## START Rows

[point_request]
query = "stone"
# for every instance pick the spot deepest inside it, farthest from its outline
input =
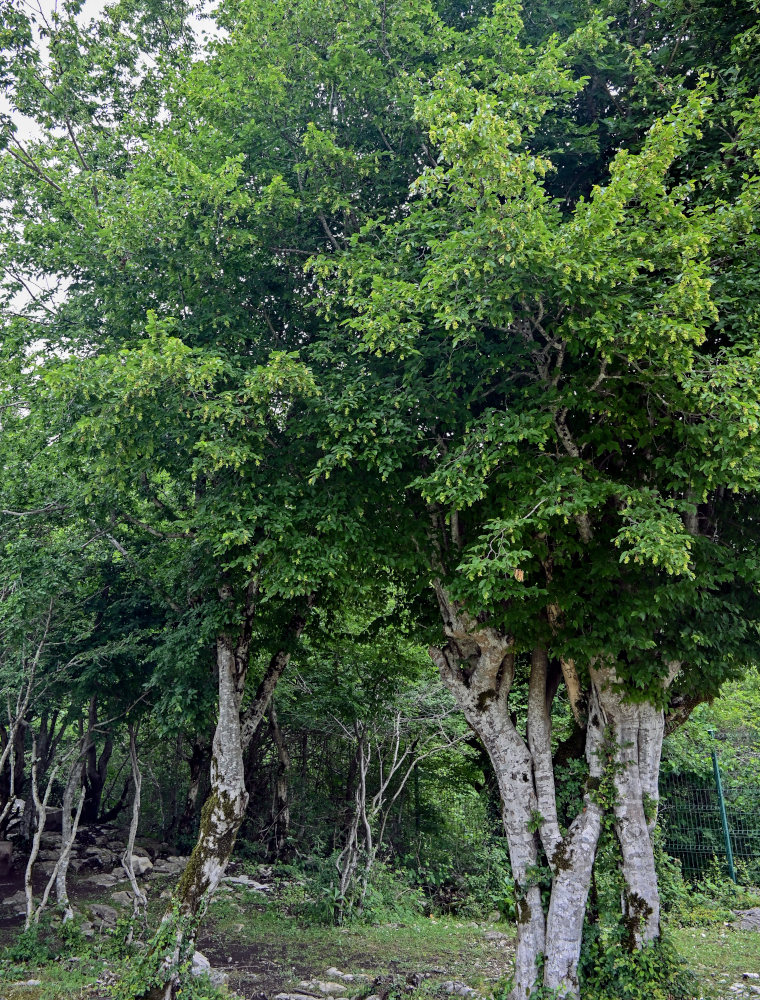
(748, 920)
(141, 864)
(102, 879)
(18, 899)
(105, 915)
(496, 936)
(317, 986)
(248, 882)
(458, 989)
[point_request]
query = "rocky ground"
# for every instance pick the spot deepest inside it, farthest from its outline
(261, 954)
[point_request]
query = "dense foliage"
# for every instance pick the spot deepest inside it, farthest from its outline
(339, 303)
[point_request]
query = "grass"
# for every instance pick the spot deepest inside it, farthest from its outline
(718, 955)
(274, 953)
(271, 952)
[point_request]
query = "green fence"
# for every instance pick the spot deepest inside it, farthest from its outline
(707, 820)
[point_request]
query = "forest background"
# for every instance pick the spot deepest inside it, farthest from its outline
(407, 352)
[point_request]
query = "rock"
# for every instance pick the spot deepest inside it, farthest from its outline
(201, 966)
(345, 977)
(105, 915)
(458, 989)
(102, 879)
(101, 856)
(169, 866)
(141, 864)
(248, 882)
(200, 963)
(496, 936)
(18, 899)
(748, 920)
(325, 988)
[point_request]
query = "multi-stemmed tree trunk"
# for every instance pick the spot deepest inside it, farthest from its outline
(622, 750)
(278, 841)
(224, 809)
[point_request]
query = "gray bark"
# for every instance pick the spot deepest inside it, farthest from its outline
(68, 836)
(224, 809)
(573, 863)
(637, 729)
(139, 898)
(281, 798)
(477, 665)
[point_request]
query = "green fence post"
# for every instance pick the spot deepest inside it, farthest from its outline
(723, 816)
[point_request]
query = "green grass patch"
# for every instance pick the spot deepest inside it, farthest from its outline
(718, 956)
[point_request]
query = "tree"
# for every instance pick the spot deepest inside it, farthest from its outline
(582, 414)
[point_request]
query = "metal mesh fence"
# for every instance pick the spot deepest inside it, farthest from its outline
(701, 832)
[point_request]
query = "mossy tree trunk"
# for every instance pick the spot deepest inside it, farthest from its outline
(477, 665)
(636, 730)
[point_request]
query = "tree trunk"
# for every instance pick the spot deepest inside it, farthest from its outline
(96, 768)
(68, 835)
(224, 809)
(572, 864)
(199, 762)
(477, 665)
(637, 730)
(281, 800)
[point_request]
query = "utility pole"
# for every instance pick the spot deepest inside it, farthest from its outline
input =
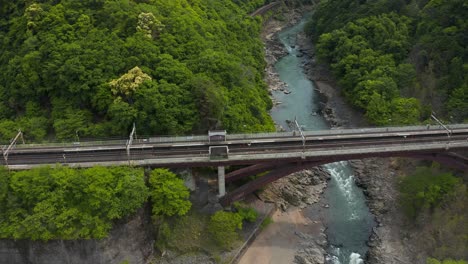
(449, 131)
(130, 141)
(302, 134)
(12, 145)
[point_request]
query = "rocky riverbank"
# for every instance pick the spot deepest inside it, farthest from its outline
(305, 239)
(376, 176)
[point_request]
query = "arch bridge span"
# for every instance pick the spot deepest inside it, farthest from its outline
(279, 153)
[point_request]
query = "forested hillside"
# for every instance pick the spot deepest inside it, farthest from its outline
(397, 60)
(91, 68)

## END Rows

**Brief**
Repeat the preceding records precisely, and leave every picture out of the copy.

**Problem solution**
[point_request]
query = "stone"
# for every instance pick the spot deepest inside it, farthest from its outline
input =
(748, 920)
(141, 864)
(102, 879)
(18, 899)
(105, 915)
(496, 936)
(317, 986)
(248, 882)
(458, 989)
[point_request]
query = "rocky ground"
# for every instance pick the spot deepest inside it, farthest from its outline
(261, 954)
[point_request]
query = "dense foliage"
# for every instance pick the spot deepest inside it, farthest from its outline
(339, 303)
[point_request]
query = "grass"
# for every instance pick the spot deepest inside it, farthest from its outline
(718, 955)
(274, 953)
(271, 952)
[point_request]
query = "green fence"
# for every instance pick the spot deepest inside it, farthest from its outline
(707, 820)
[point_request]
query = "forest background"
# for every instance pick the spot deepest inside it, farthest from its outline
(407, 352)
[point_request]
query = "rock"
# for every instance pick the spot deepest inside it, farthest from its outline
(201, 966)
(345, 977)
(105, 915)
(458, 989)
(102, 879)
(101, 856)
(169, 866)
(141, 864)
(248, 882)
(200, 963)
(496, 936)
(18, 899)
(748, 920)
(325, 988)
[point_request]
query = "multi-stemmed tree trunk"
# for every instance pick the spot deepest inside it, farthest from its outline
(622, 750)
(278, 841)
(224, 809)
[point_request]
query = "gray bark"
# for every instance pick the spot deepest inside it, farthest from its outline
(68, 836)
(224, 809)
(573, 863)
(637, 729)
(139, 898)
(281, 798)
(477, 665)
[point_request]
query = "green fence post"
# for every instance pick the spot deepest inside it, farthest from its outline
(723, 816)
[point_request]
query = "green grass patch"
# for every instance pick the spot deepest inside it, farthest from its outline
(718, 956)
[point_request]
query = "tree"
# for every instance pick the spot deepest inside it, farthest from its outline
(582, 414)
[point_request]
query = "metal mesh fence"
# for every instance pick the spot deepest inside it, farthest from its outline
(701, 832)
[point_request]
query = "mossy tree trunk"
# for every instance pick the spot deepest inside it, farthest from its outline
(477, 665)
(636, 730)
[point_request]
query = "tree trunk"
# for every instance pick the spot deepest inside it, farthest from its outline
(96, 768)
(68, 835)
(224, 809)
(572, 864)
(199, 762)
(477, 665)
(637, 730)
(281, 800)
[point_request]
query = "utility pole"
# for every instance pick the spot deepest inside it, farthest from its outline
input =
(449, 131)
(130, 141)
(302, 134)
(12, 145)
[point_request]
query = "rocky riverbank"
# for every instance pick the spot deepest inside it, farthest from its outline
(305, 239)
(376, 176)
[point_request]
query = "arch bridge span"
# for every instance pick the spot deepest inside it, farthest from its outline
(279, 153)
[point_request]
query = "forested hillside"
# for every instance pick the spot deepest inside it, farthest from its outline
(397, 60)
(91, 68)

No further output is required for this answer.